> [Work item]: What is needed here is an exact printout of the data, with no pictures included.

* * * * * * *

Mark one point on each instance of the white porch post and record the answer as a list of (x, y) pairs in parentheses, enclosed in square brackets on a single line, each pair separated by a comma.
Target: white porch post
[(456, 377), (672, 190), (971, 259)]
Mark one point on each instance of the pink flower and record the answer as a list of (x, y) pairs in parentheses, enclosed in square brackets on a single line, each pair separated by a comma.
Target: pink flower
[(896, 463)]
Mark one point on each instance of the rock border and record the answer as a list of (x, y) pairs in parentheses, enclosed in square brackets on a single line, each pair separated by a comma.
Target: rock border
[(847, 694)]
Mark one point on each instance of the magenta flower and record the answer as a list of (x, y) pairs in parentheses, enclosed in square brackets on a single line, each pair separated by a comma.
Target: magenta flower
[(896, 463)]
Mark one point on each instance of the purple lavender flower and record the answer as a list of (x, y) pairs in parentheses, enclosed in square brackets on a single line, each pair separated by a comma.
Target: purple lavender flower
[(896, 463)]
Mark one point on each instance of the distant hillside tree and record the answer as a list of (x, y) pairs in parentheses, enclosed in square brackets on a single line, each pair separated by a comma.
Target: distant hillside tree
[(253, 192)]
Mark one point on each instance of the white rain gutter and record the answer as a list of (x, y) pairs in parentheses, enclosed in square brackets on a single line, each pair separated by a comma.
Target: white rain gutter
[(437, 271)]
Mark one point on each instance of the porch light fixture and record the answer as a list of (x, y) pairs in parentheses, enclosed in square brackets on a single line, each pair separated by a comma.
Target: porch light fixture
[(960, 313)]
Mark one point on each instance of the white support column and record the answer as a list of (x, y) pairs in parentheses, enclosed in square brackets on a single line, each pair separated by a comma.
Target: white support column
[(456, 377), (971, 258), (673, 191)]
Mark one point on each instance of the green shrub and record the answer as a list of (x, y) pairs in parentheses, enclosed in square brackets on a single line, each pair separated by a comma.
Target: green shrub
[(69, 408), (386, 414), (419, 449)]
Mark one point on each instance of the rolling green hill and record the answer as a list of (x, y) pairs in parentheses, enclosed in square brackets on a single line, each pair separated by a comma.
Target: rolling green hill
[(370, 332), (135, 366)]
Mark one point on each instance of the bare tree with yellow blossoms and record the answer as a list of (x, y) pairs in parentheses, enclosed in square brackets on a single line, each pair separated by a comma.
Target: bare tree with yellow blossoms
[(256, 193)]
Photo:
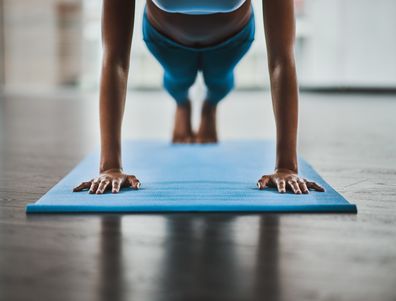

* * * * * * *

> [Task output]:
Mark one point on each instance of the white porch post and record the answer as a list of (x, y) pairs in parentheses, enclosed in square brackets on a single line, each pair separated by a comma.
Target: white porch post
[(456, 377), (672, 190), (971, 259)]
Mark one point on each instance of the pink flower and record the answer as a list of (x, y) pairs in parentheses, enclosed in square brackets on a single line, each pair separated by a comma.
Target: pink flower
[(896, 463)]
Mark one point on each instance of the rock border and record the answer as a list of (x, y) pairs in parentheses, enclosed in square brackets on a single line, each pair separated by a comma.
Target: rock border
[(847, 694)]
Mark one point on each instance of the magenta flower and record the answer as a list of (x, y) pairs in parentheses, enclosed in square brackets on a single line, each pair separated by a comma.
Target: magenta flower
[(896, 463)]
Mark one point on each instance of the purple lavender flower and record the answer as a list of (x, y) pairs in parentheses, enclosed in square brackets on a single line, each pair separated by a comma.
Target: purple lavender flower
[(896, 463)]
Mark one point on each instance of the distant hillside tree and record the answer as a list of (x, y) pairs in parentheses, enclosed in square brackets on a single line, each pair separated by a comma.
Target: distant hillside tree
[(253, 192)]
Mark one point on each instance of the white rain gutter and record the answer as a list of (x, y) pairs in parentheses, enclosed in square brackets on a single line, each pair separated by a comma.
Target: white rain gutter
[(437, 271)]
Mark one point on each instance of the porch light fixture and record the answer as a list of (x, y) pairs in parentheses, enclosed in square brackets on a single line, each pair separated by a comma.
Target: porch light fixture
[(960, 313)]
Mark one point on each instance of the white support column and record the answer as a list of (x, y) pairs in parentheses, enclosed in square brackets on a single line, each pair separated by a comma.
Target: white support column
[(456, 377), (971, 258), (673, 191)]
Mark one point on each instance of the green shrub and record the answer as a list of (x, y) pairs in parentheses, enclosed in square brackets on a single line, each pair separated by a comma.
Target: green shrub
[(69, 408), (386, 414), (419, 449)]
Mark one point on each instance of the rolling green hill and record the answer as a list of (x, y) pairs in parentheses, enclosed in square brackets on a single line, each pair separated by a comma.
Target: rolling green hill
[(370, 332), (135, 366)]
Mark one point on each instance of the bare tree with yellow blossoms and record the answer as a list of (x, y) pairs in parentheses, enclosed in square brackets on a single line, each pair separated by a comma.
Target: bare tree with yellow blossoms
[(256, 193)]
Photo:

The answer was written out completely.